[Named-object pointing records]
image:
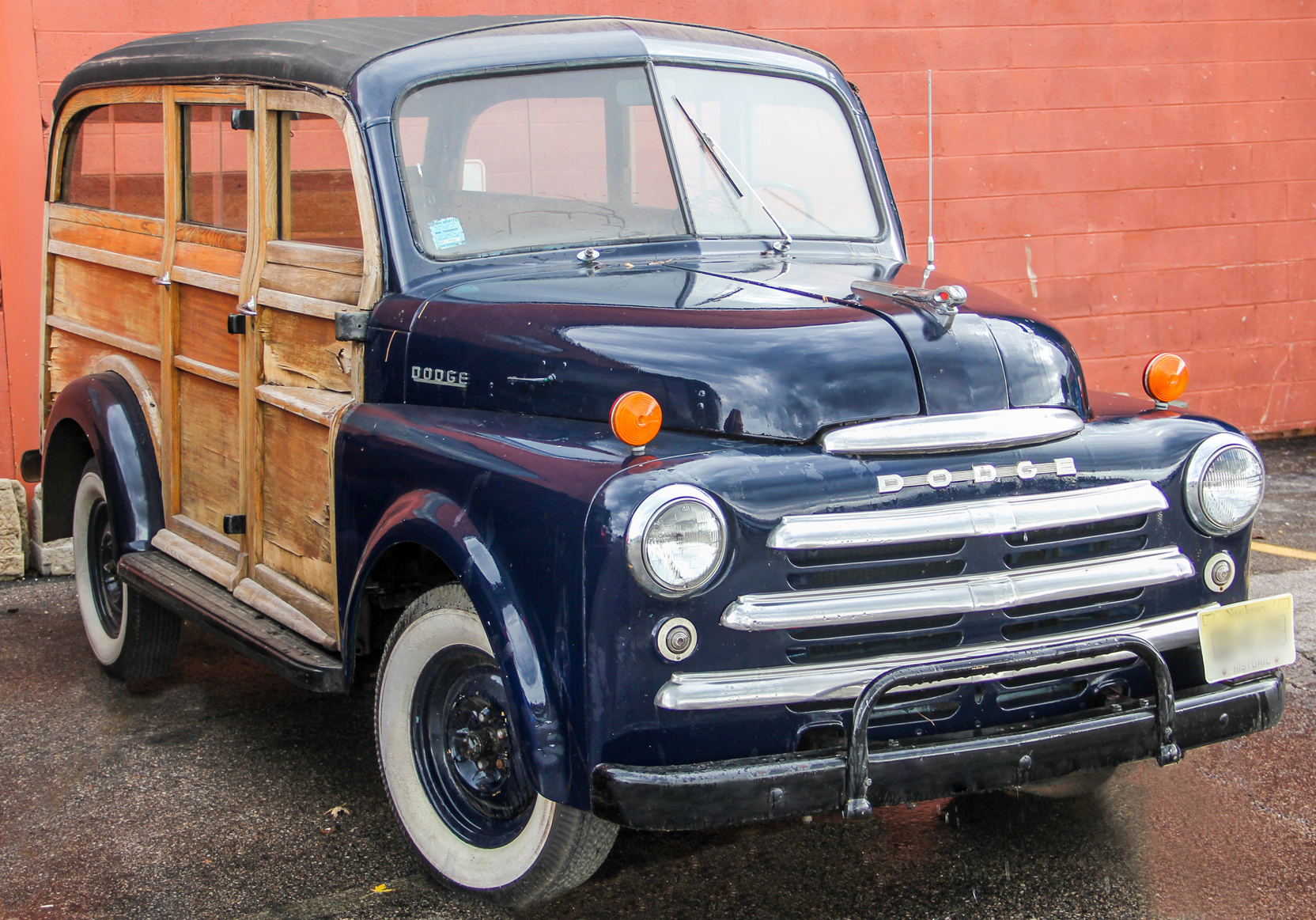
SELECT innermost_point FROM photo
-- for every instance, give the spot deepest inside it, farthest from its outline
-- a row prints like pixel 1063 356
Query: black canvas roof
pixel 323 51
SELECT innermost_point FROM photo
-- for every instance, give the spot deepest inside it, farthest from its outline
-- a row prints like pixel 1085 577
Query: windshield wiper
pixel 727 168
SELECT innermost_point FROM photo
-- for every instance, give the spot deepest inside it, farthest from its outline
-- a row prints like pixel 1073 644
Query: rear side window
pixel 214 168
pixel 319 202
pixel 116 160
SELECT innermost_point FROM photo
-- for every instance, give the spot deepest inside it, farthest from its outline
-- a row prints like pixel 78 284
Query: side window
pixel 214 168
pixel 116 160
pixel 545 160
pixel 319 200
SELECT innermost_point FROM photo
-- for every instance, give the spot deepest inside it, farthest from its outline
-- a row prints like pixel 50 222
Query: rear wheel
pixel 453 769
pixel 132 638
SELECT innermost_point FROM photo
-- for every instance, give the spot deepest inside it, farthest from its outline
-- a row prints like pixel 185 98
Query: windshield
pixel 578 158
pixel 790 141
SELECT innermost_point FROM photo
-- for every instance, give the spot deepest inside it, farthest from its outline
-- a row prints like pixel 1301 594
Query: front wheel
pixel 454 774
pixel 132 638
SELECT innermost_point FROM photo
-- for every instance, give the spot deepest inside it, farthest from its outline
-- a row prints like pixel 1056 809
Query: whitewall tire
pixel 132 638
pixel 453 771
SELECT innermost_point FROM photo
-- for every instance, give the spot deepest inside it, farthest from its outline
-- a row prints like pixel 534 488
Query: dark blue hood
pixel 727 348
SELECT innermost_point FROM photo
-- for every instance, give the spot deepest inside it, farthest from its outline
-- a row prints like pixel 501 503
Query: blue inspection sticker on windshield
pixel 446 232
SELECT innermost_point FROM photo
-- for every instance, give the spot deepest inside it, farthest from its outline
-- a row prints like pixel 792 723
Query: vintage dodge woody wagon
pixel 568 380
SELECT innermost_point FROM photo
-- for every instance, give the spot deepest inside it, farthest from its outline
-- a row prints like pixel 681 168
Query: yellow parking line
pixel 1282 551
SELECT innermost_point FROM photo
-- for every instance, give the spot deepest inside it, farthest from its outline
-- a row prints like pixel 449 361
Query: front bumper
pixel 724 793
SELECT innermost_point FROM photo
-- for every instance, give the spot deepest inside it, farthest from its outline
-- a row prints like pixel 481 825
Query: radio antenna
pixel 932 265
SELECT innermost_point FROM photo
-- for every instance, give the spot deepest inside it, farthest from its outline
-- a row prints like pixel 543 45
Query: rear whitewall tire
pixel 556 849
pixel 136 640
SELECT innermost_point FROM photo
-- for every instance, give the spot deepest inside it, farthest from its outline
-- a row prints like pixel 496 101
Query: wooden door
pixel 319 258
pixel 208 252
pixel 251 415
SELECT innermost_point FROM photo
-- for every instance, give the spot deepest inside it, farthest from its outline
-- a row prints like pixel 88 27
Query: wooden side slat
pixel 289 591
pixel 312 283
pixel 301 352
pixel 297 497
pixel 208 372
pixel 212 93
pixel 317 406
pixel 121 343
pixel 265 600
pixel 312 256
pixel 100 257
pixel 124 242
pixel 212 541
pixel 107 301
pixel 194 557
pixel 74 356
pixel 111 220
pixel 203 327
pixel 208 450
pixel 206 279
pixel 297 100
pixel 297 303
pixel 208 258
pixel 217 237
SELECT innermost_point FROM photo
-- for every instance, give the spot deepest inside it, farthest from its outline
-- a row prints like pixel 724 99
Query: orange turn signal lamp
pixel 1167 378
pixel 636 418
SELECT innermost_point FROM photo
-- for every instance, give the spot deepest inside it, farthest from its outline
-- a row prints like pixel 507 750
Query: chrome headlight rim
pixel 1203 456
pixel 646 513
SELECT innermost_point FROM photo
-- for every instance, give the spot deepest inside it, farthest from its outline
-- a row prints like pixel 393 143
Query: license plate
pixel 1248 638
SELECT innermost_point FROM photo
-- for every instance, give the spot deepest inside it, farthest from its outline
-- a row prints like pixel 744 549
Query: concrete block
pixel 13 529
pixel 55 557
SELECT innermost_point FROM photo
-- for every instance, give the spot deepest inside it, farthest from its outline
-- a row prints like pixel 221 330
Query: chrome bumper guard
pixel 965 594
pixel 845 681
pixel 857 781
pixel 724 793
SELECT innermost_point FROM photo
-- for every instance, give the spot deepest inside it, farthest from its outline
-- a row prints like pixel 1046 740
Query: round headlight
pixel 675 541
pixel 1224 485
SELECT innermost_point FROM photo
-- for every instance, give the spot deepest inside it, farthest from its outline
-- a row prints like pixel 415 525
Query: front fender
pixel 437 523
pixel 99 416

# [AIM]
Rewrite all of the material with "innermost_point" changed to "center_point" and nothing else altered. Omit the pictures from your answer.

# [OUTPUT OF THE TASK]
image:
SELECT center_point FROM photo
-- for every instance, give the spot deepest inside it, farthest from its outline
-- a row prints like pixel 1063 356
Query: black canvas roof
pixel 323 51
SELECT center_point FROM photo
-- for every instance, give the spot deepest inside it, farthest from its outline
-- a row prints like pixel 1085 577
Query: windshield wiper
pixel 727 168
SELECT center_point FROM photo
-- for every instance, give the spot deepest inside it, farthest from its outline
-- a row prints like pixel 1073 644
Query: rear side window
pixel 214 168
pixel 319 202
pixel 116 160
SELECT center_point FROM photo
-- for every instance, give the spot deepest inside it, farthest from its outline
-- a row prints like pixel 78 284
Query: side window
pixel 214 168
pixel 116 160
pixel 545 160
pixel 319 200
SELECT center_point FROM photo
-- for every instance, give the spot deepest inside it, farthest from its outline
-- a row prints like pixel 50 222
Query: rear wheel
pixel 453 769
pixel 132 638
SELECT center_point FROM photo
-- for every instance, give the spot deepest inside it, farthest from its outline
-- a row prints like pixel 185 98
Query: windshield
pixel 578 158
pixel 790 141
SELECT center_point FROM photo
-- for every instance, give the spot deepest inside it, farthest from its outline
-- a row prints like pixel 1301 594
Query: front wheel
pixel 454 774
pixel 132 638
SELECT center_point FROM photo
-- for every instance, give the spot deepest inside it, farthest from its outline
-- a row prints like pixel 1056 809
Query: whitewall tire
pixel 132 638
pixel 453 771
SELECT center_point FROM photo
-- for every instance, give the spot deepest inside it, farthest from its outline
-- a row prints like pixel 534 488
Query: dark blue hood
pixel 727 348
SELECT center_point FROM photo
-- for every instance, give the spot deepest inside it, farthest from its outline
-- a row prints like pixel 501 503
Query: blue inspection sticker on windshield
pixel 446 232
SELECT center_point FROM photo
-- for every instance, give the spot deepest inside it, farthest from its outline
-- a row prints like pixel 792 723
Query: vintage dodge woody wagon
pixel 568 380
SELECT center_point FROM photo
-- for every instance, give the spot deepest inside it, farthest from its outline
-- a row prints like pixel 681 168
Query: yellow parking line
pixel 1282 551
SELECT center_point FROM photo
-- for every instance, give the spot deepest inside it, farthest from its outline
-- a row prints like pixel 449 361
Query: front bumper
pixel 724 793
SELECT center_point FROM photo
-- for every instance, give the spot deepest inside it, farthest from its outline
-- a row prints like pixel 481 825
Query: radio antenna
pixel 932 265
SELECT center_point FROM photo
-- for every instance, give the spot deepest inside it, farthest from its outline
-- a row prints like pixel 543 45
Query: rear whitewall tire
pixel 556 849
pixel 136 640
SELECT center_point FROM photo
-- for every instance, give the spot deepest inside it, farthest from its outline
-- a row prints like pixel 496 101
Query: wooden door
pixel 319 258
pixel 208 252
pixel 251 415
SELECT center_point FROM photo
-- for every instance, give the spot deepest inside it, farthest from its outline
-- a row prints like pixel 88 27
Query: wooden side slat
pixel 289 591
pixel 312 283
pixel 301 352
pixel 297 497
pixel 208 372
pixel 212 93
pixel 317 406
pixel 121 343
pixel 265 600
pixel 312 256
pixel 100 257
pixel 124 242
pixel 212 541
pixel 107 301
pixel 194 557
pixel 74 356
pixel 111 220
pixel 203 327
pixel 208 450
pixel 206 279
pixel 297 100
pixel 297 303
pixel 208 258
pixel 217 237
SELECT center_point FROM photo
-- for every instance, give the spot deepest inside it, farthest from its outline
-- a row prints like pixel 724 99
Query: orange turn signal lamp
pixel 1167 378
pixel 636 418
SELECT center_point FROM photo
-- for every instance, give the spot deepest inside it, farthest from its outline
-- a row prints like pixel 507 750
Query: chrome headlight rim
pixel 1203 456
pixel 646 513
SELECT center_point FROM photo
-- for every instance, give the spot deepest inside it, farthest from its outline
-- a row prints like pixel 393 143
Query: license plate
pixel 1248 638
SELECT center_point FROM photo
-- for every instance, give the spot deepest inside it, farthest from its outline
-- a row prints like pixel 744 549
Query: concrete block
pixel 13 529
pixel 55 557
SELECT center_point FROM photo
-- for every instance, give the spot deepest inside it, farthest from its outline
-- a row prints like pixel 221 330
Query: chrome bumper guard
pixel 965 594
pixel 845 681
pixel 857 781
pixel 724 793
SELECT center_point FROM photo
-- for every instance, give the spot deepest inside it, farthest from its outline
-- a row prints like pixel 1046 740
Query: round headlight
pixel 675 541
pixel 1224 485
SELECT center_point FROM photo
-- for every instance, give the spot deepest inside it, farthest from its outline
-- a row prints like pixel 415 525
Query: front fender
pixel 437 523
pixel 99 416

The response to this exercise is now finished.